# Start of DATA SUPPLIED
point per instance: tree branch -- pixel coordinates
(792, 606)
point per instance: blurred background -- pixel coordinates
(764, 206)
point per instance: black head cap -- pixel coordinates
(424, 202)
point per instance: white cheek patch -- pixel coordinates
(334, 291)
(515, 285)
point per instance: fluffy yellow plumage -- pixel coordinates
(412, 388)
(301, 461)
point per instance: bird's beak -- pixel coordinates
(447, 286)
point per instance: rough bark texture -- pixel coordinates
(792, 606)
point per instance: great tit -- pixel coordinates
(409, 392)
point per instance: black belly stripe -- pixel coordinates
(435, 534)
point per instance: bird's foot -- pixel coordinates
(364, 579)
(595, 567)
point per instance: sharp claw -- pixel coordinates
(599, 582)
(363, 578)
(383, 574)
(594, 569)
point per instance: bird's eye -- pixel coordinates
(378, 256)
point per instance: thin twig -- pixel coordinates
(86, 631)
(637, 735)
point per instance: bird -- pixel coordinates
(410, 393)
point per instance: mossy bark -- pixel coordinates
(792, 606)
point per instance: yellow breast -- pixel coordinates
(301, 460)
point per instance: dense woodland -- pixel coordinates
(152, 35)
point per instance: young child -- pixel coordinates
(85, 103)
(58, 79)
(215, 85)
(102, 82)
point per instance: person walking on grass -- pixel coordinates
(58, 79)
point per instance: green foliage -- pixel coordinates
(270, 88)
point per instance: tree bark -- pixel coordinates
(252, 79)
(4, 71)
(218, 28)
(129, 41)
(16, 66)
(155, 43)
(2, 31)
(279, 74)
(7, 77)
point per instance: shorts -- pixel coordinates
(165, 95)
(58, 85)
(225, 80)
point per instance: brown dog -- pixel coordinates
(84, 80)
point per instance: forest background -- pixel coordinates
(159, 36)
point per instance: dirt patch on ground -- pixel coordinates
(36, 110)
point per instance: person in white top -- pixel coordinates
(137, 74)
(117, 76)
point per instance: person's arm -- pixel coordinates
# End of DATA SUPPLIED
WHAT IS BEING ASKED -> Rewrite every line of the records above as a Markdown table with the columns "Row" and "Line", skipping any blank lines.

COMPLETED TASK ->
| Row | Line |
|---|---|
| 1 | point per instance: tree branch -- pixel coordinates |
| 2 | (792, 606) |
| 3 | point per instance: blurred background -- pixel coordinates |
| 4 | (764, 206) |
| 5 | point per instance: black head cap -- pixel coordinates |
| 6 | (424, 202) |
| 7 | point per instance: white cheek patch -- pixel coordinates |
| 8 | (334, 291) |
| 9 | (515, 285) |
| 10 | point per instance: fluffy yellow plumage -- pixel coordinates |
| 11 | (412, 388) |
| 12 | (301, 461) |
| 13 | point per instance: bird's beak -- pixel coordinates |
| 14 | (447, 286) |
| 15 | point per instance: rough bark texture -- pixel coordinates |
| 16 | (792, 606) |
| 17 | point per instance: great tit -- pixel coordinates |
| 18 | (409, 392) |
| 19 | point per instance: black belly stripe -- pixel coordinates |
| 20 | (435, 534) |
| 21 | point per instance: bird's foot -- pixel coordinates |
| 22 | (364, 579) |
| 23 | (595, 567) |
| 24 | point per instance: sharp claw -- pixel coordinates |
| 25 | (599, 582) |
| 26 | (363, 578) |
| 27 | (383, 574) |
| 28 | (594, 569) |
| 29 | point per instance: bird's eye -- pixel coordinates |
| 30 | (378, 256) |
| 31 | point per instance: thin twig -- pixel coordinates |
| 32 | (86, 631) |
| 33 | (637, 735) |
| 34 | point per instance: bird -- pixel coordinates |
| 35 | (410, 393) |
| 36 | point per instance: mossy bark -- pixel coordinates |
| 37 | (792, 606) |
| 38 | point per instance: yellow breast -- pixel coordinates |
| 39 | (301, 460) |
| 40 | point per instance: dense woodland -- pixel coordinates |
| 41 | (152, 35) |
| 42 | point per instance: young child -- pixel coordinates |
| 43 | (85, 103) |
| 44 | (58, 79) |
| 45 | (215, 85) |
| 46 | (102, 82) |
| 47 | point per instance: person walking on grass -- pixel coordinates |
| 48 | (58, 79) |
| 49 | point per instance: green foliage -- pixel coordinates |
| 50 | (270, 88) |
| 51 | point per instance: tree bark -- pixel coordinates |
| 52 | (252, 79) |
| 53 | (4, 71) |
| 54 | (218, 28) |
| 55 | (129, 41) |
| 56 | (16, 66) |
| 57 | (155, 43) |
| 58 | (2, 31) |
| 59 | (279, 74) |
| 60 | (7, 77) |
| 61 | point per instance: shorts -- pixel coordinates |
| 62 | (165, 95) |
| 63 | (58, 85) |
| 64 | (225, 80) |
| 65 | point per instance: brown dog -- pixel coordinates |
| 66 | (84, 80) |
| 67 | point per instance: forest background -- pixel coordinates |
| 68 | (159, 36) |
| 69 | point per instance: dirt patch on ground -- pixel coordinates |
| 70 | (36, 110) |
| 71 | point per instance: person in white top -- pixel coordinates |
| 72 | (137, 74) |
| 73 | (117, 76) |
| 74 | point per instance: person's arm -- pixel coordinates |